#### Record set

+---+

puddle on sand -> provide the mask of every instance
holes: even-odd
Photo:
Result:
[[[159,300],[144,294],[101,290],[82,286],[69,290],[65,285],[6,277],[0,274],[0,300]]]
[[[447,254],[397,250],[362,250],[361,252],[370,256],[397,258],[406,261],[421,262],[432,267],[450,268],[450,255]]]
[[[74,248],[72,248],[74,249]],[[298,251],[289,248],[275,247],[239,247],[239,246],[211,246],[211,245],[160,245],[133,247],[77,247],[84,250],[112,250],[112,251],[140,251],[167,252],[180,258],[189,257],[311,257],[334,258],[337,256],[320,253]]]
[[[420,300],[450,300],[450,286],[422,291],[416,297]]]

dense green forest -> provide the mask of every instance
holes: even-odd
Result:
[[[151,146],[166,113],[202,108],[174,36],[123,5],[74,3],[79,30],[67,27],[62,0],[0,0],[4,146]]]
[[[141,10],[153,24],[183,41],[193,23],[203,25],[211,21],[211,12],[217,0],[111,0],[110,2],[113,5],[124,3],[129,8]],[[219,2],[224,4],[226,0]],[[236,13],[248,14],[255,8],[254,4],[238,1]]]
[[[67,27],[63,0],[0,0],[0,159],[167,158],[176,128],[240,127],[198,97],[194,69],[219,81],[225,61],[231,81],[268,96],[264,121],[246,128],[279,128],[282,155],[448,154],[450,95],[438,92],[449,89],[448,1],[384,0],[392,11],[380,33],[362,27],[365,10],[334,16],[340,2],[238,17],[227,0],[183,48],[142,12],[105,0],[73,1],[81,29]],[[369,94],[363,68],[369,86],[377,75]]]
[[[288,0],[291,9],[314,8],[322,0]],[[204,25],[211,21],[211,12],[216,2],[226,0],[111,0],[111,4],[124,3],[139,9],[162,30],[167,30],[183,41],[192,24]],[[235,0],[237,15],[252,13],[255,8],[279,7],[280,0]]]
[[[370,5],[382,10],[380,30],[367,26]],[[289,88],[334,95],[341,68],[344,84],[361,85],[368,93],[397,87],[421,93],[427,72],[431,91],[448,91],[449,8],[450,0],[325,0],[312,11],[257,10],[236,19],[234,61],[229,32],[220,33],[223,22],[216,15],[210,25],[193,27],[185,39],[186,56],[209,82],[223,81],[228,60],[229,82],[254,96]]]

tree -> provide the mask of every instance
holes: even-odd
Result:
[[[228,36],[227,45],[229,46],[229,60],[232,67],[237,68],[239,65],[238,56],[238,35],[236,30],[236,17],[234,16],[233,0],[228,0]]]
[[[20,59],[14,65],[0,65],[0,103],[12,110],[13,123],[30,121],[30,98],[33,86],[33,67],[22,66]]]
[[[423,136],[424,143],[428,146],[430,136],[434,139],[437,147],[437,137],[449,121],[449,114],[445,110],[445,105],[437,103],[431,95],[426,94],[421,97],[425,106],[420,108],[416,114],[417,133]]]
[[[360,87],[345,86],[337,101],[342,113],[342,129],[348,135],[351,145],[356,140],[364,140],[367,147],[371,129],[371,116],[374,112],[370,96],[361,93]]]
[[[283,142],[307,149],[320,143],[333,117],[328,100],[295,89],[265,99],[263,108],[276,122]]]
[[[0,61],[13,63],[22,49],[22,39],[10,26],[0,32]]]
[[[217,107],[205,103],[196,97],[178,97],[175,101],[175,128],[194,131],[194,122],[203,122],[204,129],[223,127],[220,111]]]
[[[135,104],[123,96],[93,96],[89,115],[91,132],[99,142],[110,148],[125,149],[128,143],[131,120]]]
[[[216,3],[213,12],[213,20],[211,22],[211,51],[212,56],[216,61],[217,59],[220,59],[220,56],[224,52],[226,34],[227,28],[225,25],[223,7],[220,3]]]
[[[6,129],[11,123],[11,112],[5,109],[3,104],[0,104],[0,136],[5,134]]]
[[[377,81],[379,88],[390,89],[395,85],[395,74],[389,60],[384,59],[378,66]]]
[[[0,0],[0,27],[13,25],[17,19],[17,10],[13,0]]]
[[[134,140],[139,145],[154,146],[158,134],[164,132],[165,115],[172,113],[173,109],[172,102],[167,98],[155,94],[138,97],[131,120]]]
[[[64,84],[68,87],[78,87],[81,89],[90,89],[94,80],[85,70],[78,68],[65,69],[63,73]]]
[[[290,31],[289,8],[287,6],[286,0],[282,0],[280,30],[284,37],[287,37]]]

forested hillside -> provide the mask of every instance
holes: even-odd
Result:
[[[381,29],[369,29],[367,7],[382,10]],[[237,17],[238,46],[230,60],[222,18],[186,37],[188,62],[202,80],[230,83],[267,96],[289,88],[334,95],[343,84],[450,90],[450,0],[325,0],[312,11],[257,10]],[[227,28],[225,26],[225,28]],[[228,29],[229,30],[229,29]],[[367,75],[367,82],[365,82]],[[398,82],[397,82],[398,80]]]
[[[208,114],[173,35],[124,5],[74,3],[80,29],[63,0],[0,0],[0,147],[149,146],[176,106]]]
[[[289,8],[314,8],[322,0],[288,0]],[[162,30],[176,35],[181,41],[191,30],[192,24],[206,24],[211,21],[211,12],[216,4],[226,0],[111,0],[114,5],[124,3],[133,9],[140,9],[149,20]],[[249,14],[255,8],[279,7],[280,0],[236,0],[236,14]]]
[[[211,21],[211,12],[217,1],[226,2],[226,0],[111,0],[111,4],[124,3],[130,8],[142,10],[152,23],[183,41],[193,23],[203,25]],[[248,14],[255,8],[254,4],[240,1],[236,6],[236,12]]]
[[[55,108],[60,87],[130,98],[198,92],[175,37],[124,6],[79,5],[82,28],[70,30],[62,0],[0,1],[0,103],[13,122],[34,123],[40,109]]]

+---+

#### Task directions
A faithful copy of every record is required; output it in full.

#### Solution to this problem
puddle on sand -> provide the mask of every instance
holes: even-odd
Photo:
Result:
[[[159,300],[144,294],[101,290],[82,286],[69,290],[65,285],[6,277],[0,274],[0,300]]]
[[[447,254],[397,250],[362,250],[361,252],[370,256],[397,258],[406,261],[421,262],[432,267],[450,268],[450,255]]]
[[[74,248],[72,248],[74,249]],[[298,251],[289,248],[275,247],[239,247],[239,246],[211,246],[211,245],[160,245],[133,247],[77,247],[84,250],[112,250],[112,251],[140,251],[167,252],[180,258],[189,257],[311,257],[334,258],[337,256],[320,253]]]
[[[420,300],[450,300],[450,286],[422,291],[416,297]]]

dense green forest -> provide the mask of every instance
holes: even-odd
Result:
[[[151,146],[166,113],[202,108],[174,36],[123,5],[74,3],[79,30],[67,27],[62,0],[0,0],[4,146]]]
[[[141,10],[153,24],[183,41],[193,23],[203,25],[211,21],[211,12],[217,0],[111,0],[110,2],[113,5],[124,3],[129,8]],[[219,2],[224,4],[226,0]],[[236,13],[248,14],[255,8],[254,4],[238,1]]]
[[[67,27],[63,0],[0,0],[0,159],[167,158],[176,128],[240,127],[198,97],[194,69],[219,81],[225,61],[231,81],[268,96],[264,121],[246,128],[279,128],[282,155],[448,154],[450,95],[438,92],[449,89],[448,1],[384,0],[392,11],[380,33],[362,27],[365,10],[334,16],[340,2],[238,17],[227,0],[183,48],[142,12],[105,0],[73,1],[81,29]],[[369,94],[363,68],[369,86],[377,75]]]
[[[288,0],[291,9],[314,8],[322,0]],[[204,25],[211,21],[211,12],[216,2],[226,0],[111,0],[111,4],[124,3],[139,9],[162,30],[167,30],[183,41],[192,24]],[[235,0],[237,15],[252,13],[255,8],[279,7],[280,0]]]
[[[370,5],[382,10],[380,30],[367,26]],[[289,88],[334,95],[341,68],[344,84],[361,85],[368,93],[397,87],[421,93],[427,72],[431,91],[448,91],[449,8],[450,0],[325,0],[312,11],[257,10],[236,19],[234,61],[229,32],[220,33],[223,22],[216,15],[210,25],[193,27],[185,39],[186,56],[209,82],[223,81],[228,60],[229,82],[254,96]]]

tree -> provide the mask of every instance
holes: even-odd
Result:
[[[228,36],[227,45],[229,46],[229,60],[232,67],[237,68],[239,65],[238,56],[238,35],[236,30],[236,17],[234,16],[233,0],[228,0]]]
[[[20,59],[14,65],[0,65],[0,103],[12,110],[13,123],[30,121],[30,98],[33,86],[33,67],[22,66]]]
[[[423,136],[424,143],[428,146],[430,136],[434,139],[437,147],[437,137],[449,121],[449,114],[445,110],[445,105],[437,103],[431,95],[426,94],[421,97],[425,106],[420,108],[416,114],[417,133]]]
[[[360,87],[345,86],[337,101],[342,113],[342,129],[348,135],[351,145],[356,140],[364,140],[367,147],[371,129],[371,116],[374,112],[370,96],[361,93]]]
[[[283,142],[307,149],[320,143],[333,117],[328,100],[295,89],[265,99],[263,108],[276,122]]]
[[[0,61],[13,63],[22,49],[22,39],[10,26],[0,32]]]
[[[217,107],[205,103],[196,97],[178,97],[175,101],[175,128],[194,131],[194,122],[203,122],[204,129],[223,127],[220,111]]]
[[[135,104],[123,96],[93,96],[89,115],[91,132],[99,142],[110,148],[125,149],[128,143],[131,120]]]
[[[216,3],[213,12],[213,20],[211,22],[211,51],[212,56],[216,61],[217,59],[220,59],[220,56],[224,52],[226,34],[227,28],[225,25],[223,7],[220,3]]]
[[[6,129],[11,123],[11,112],[5,109],[3,104],[0,104],[0,136],[5,134]]]
[[[377,81],[379,88],[390,89],[395,85],[395,74],[389,60],[384,59],[378,66]]]
[[[0,0],[0,27],[13,25],[17,19],[17,10],[13,0]]]
[[[134,140],[139,145],[154,146],[158,134],[164,132],[165,115],[172,113],[173,109],[172,102],[167,98],[155,94],[138,97],[131,120]]]
[[[64,84],[68,87],[78,87],[81,89],[90,89],[94,80],[85,70],[78,68],[65,69],[63,73]]]
[[[290,31],[289,8],[287,6],[286,0],[282,0],[280,30],[284,37],[287,37]]]

forested hillside -> provide the mask of every instance
holes: even-odd
Result:
[[[381,29],[369,29],[367,7],[382,10]],[[237,17],[238,46],[230,60],[222,18],[186,37],[188,62],[202,80],[230,83],[267,96],[289,88],[334,95],[343,84],[450,90],[450,0],[325,0],[312,11],[257,10]],[[227,28],[225,26],[225,28]],[[228,29],[229,30],[229,29]],[[367,75],[367,82],[365,82]],[[398,82],[397,82],[398,80]]]
[[[208,114],[173,35],[124,5],[74,3],[80,29],[63,0],[0,0],[0,147],[149,146],[176,106]]]
[[[289,8],[314,8],[322,0],[288,0]],[[162,30],[176,35],[181,41],[191,30],[192,24],[206,24],[211,21],[211,12],[216,4],[226,0],[111,0],[114,5],[124,3],[133,9],[140,9],[149,20]],[[249,14],[255,8],[279,7],[280,0],[236,0],[236,14]]]
[[[211,21],[211,12],[217,1],[226,2],[226,0],[111,0],[111,4],[124,3],[130,8],[142,10],[152,23],[183,41],[193,23],[203,25]],[[248,14],[255,8],[254,4],[240,1],[236,6],[236,12]]]
[[[55,108],[60,87],[130,98],[198,92],[175,37],[124,6],[79,5],[82,28],[70,30],[62,0],[0,1],[0,103],[13,122],[34,123],[40,109]]]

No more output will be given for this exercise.